### [What you will do]
A – Output, word for word, the part of the book review that opens with the words containing "Convoluted, vicious family" and closes with "killing the heirs.".
B – According to the review of No Wake Zone, which people help Marley find the murderer? List every one of them.
C – Pick up the review of No Wake Zone after its final sentence and write on from there.

### [Extract provided]
Volunteering at the last-minute to waitress for Cousin Ross on his double-decker excursion boat, “The Queen”, Marley is surprised to find that the wedding reception for local billionaire Jake Olsen is to celebrate his marriage to her best friend from college, Darlene Sherbert. But the surprises don’t stop there as Marley witnesses Jake flying over the stern of the Queen and into the icy Okoboji lake waters. Diving to the rescue Marley, a 52-year-old retired Army colonel, finds herself not thanked for her attempted rescue, but instead relegated to leading the suspect list. What’s a retired Army intelligence officer to do, but investigate?
Convoluted, vicious family battles over the will lead police on a wild chase, as family members drop dead one after the other. Things get worse when one of Marley’s old enemies, Quentin Hamilton, arrives on the scene. Tasked with protecting not only Jake, but also his biotech empire, losing his client is sure to drive Hamilton wild. And who better to subject to his ire than Marley, whose recommendation he believes cost Hamilton an important military contract?
While furiously jealous heirs brawling over a billion dollar inheritance seems the most logical reason for bodies falling left, right, and sideways, all is not as it seems. For the situation is much direr than first assumed. Jake’s firm conducts biological materials research for the military – and missing materials are killing the heirs.
"Our conversation veered to the topic of scientific advances and their potential for good or evil."
With help from her cousin Ross, her former Pentagon boss, General Irvine, and FBI agent Sherry Weaver, Marley must help find the murderer before more die, and before the biologicals originally meant to save lives instead slaughter millions. At the same time Marley must protect her aunt, while also enjoying a blooming relationship with local attorney Duncan James.
What happens, and why, makes for an edge-of-your seat thrill ride which will keep you guessing. Linda Lovely balances suspense and thrills with a strong theme of family, both the good aspects and the bad. Marley is one of my new favorite heroines. Sure, she is a retiree, but she is still a vivacious and active woman, with a healthy sex drive to boot. Marley, all of us “Boomer Ladies” salute you!
I received No Wake Zone from the author via Audiobook Monthly in return for my honest review. As you can tell, I enjoyed the book immensely. I have spent hundreds of hours enjoying audio books, from literary classics like "Frankenstein" and "Little Women" to modern stories of the quirky, the romantic, the terrifying and everything in between. What is not to like? I can listen to my books while doing other things such as quilting or knitting, or even working in my flower beds. Or I can simply curl up in a chair with a quilt and a cup of tea, close my eyes, and enter a new and wonderful world.

### [Provided material]
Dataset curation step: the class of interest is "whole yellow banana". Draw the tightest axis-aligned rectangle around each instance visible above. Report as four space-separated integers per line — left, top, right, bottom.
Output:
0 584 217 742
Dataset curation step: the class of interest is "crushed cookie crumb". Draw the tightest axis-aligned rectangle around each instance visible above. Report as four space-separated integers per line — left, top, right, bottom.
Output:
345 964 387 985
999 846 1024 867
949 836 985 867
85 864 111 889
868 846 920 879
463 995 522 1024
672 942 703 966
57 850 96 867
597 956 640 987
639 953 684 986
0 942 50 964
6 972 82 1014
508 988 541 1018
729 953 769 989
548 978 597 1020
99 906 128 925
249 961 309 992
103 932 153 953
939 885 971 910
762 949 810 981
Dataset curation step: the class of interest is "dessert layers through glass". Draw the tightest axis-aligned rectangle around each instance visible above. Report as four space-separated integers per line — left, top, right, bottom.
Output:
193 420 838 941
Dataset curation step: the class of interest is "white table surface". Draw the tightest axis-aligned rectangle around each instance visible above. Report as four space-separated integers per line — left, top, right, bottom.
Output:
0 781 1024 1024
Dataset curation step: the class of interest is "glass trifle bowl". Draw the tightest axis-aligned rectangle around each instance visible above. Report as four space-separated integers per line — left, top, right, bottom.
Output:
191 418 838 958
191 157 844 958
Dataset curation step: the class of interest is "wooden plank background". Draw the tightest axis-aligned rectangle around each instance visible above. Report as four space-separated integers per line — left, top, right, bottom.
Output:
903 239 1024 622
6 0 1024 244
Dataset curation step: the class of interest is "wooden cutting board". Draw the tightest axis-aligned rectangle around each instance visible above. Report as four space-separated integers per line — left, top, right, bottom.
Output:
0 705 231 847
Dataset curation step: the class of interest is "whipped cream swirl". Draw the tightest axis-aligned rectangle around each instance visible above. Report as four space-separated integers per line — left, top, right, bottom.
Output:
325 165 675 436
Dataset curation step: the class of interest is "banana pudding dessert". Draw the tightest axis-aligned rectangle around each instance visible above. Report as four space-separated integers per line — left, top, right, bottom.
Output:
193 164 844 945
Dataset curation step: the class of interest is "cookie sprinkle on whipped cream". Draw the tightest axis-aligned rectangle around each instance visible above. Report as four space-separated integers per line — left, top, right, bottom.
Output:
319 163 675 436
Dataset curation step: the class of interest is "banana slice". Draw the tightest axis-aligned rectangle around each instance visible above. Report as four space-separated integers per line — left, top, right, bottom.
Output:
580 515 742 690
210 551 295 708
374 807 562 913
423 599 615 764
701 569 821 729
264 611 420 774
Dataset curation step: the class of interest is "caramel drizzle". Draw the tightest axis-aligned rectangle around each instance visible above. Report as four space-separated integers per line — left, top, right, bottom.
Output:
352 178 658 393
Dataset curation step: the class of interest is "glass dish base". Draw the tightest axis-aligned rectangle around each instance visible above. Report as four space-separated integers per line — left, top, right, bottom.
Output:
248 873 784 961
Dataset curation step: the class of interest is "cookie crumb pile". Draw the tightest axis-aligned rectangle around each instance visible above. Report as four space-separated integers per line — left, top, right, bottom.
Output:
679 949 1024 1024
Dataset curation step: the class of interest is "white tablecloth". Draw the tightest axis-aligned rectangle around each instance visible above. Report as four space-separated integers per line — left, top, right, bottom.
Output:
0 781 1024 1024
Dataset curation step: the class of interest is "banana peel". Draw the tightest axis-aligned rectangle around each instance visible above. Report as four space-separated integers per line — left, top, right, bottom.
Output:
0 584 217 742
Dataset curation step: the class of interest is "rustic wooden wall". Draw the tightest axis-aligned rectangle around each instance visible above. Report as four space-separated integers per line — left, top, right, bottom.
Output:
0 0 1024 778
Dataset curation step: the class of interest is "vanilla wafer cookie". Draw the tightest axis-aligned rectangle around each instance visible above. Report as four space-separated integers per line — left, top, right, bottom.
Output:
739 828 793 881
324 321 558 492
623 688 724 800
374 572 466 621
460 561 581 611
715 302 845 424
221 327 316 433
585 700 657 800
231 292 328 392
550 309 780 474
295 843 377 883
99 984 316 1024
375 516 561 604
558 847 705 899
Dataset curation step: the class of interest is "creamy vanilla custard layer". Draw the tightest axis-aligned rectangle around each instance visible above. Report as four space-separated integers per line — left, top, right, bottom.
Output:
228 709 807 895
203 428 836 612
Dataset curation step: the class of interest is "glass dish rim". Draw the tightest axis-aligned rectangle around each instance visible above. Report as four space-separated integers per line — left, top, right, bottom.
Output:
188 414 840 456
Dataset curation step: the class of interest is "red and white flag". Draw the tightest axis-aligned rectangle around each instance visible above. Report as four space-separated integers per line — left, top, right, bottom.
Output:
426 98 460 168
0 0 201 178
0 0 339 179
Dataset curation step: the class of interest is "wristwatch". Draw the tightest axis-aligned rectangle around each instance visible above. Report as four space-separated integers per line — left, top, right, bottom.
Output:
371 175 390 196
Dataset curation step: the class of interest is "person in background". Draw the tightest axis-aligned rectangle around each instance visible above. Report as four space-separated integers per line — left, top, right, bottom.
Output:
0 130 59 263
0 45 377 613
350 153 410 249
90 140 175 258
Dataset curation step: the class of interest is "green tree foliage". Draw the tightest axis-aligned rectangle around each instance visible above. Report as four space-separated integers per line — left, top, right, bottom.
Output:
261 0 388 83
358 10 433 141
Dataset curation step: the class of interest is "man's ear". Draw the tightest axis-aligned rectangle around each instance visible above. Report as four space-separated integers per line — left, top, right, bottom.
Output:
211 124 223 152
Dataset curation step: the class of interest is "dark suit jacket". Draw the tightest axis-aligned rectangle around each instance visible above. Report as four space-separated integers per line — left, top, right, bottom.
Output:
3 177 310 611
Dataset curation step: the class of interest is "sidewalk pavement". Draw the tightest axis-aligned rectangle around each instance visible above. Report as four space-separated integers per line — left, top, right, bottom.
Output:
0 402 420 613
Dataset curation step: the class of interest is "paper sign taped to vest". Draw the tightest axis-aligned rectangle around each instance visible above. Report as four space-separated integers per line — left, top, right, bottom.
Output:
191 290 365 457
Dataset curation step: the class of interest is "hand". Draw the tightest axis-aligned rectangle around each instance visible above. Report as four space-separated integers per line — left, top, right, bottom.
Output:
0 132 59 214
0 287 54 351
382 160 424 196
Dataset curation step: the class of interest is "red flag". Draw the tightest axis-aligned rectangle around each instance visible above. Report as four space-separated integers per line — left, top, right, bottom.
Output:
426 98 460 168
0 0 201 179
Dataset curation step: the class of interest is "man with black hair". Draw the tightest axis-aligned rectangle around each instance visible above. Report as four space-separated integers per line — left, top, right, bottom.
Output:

### [Answer set]
A –
Convoluted, vicious family battles over the will lead police on a wild chase, as family members drop dead one after the other. Things get worse when one of Marley’s old enemies, Quentin Hamilton, arrives on the scene. Tasked with protecting not only Jake, but also his biotech empire, losing his client is sure to drive Hamilton wild. And who better to subject to his ire than Marley, whose recommendation he believes cost Hamilton an important military contract?
While furiously jealous heirs brawling over a billion dollar inheritance seems the most logical reason for bodies falling left, right, and sideways, all is not as it seems. For the situation is much direr than first assumed. Jake’s firm conducts biological materials research for the military – and missing materials are killing the heirs.

B –
- Her cousin Ross
- Her former Pentagon boss, General Irvine
- FBI agent Sherry Weaver

C –
The pleasure of an exceptional narrator can add further levels of enjoyment, actually making me part of the story. Sadly, the narrator for "No Wake Zone" falls into the “not as pleasurable” zone for this reader, however this is solely a case of personal preference.
Overall, I truly enjoyed Linda Lovely’s No Wake Zone and have purchased "Dear Killer" the first in the Marley Clark series. However, I purchased the electronic version rather than the Audible edition to increase my reading pleasure. I will also be watching closely for Ms. Lovely’s next Marley Clark adventure, "With Neighbors Like These."
I received No Wake Zone from Susan Keefe, CEO of Audiobook Monthly in return for a realistic review for her magazine. All thoughts are my own.
Check out the Linda’s commentary on Audiobookmonthly (dot) com
A native of Iowa, Linda Lovely has called the South home for more than thirty years. She lives with her husband beside a peaceful South Carolina lake, where she regularly perturbs the geese and one honking big turtle by jumping off her dock for a swim or pedaling (yes, pedaling not paddling) her kayak.
Linda is a member of Romance Writers of America (RWA), Sisters in Crime, International Thriller Writers, and the South Carolina Writers Workshop. She feels quite lucky to have found both close friends and exceptional critique partners—snarky, funny, talented and generous—through these writer organizations.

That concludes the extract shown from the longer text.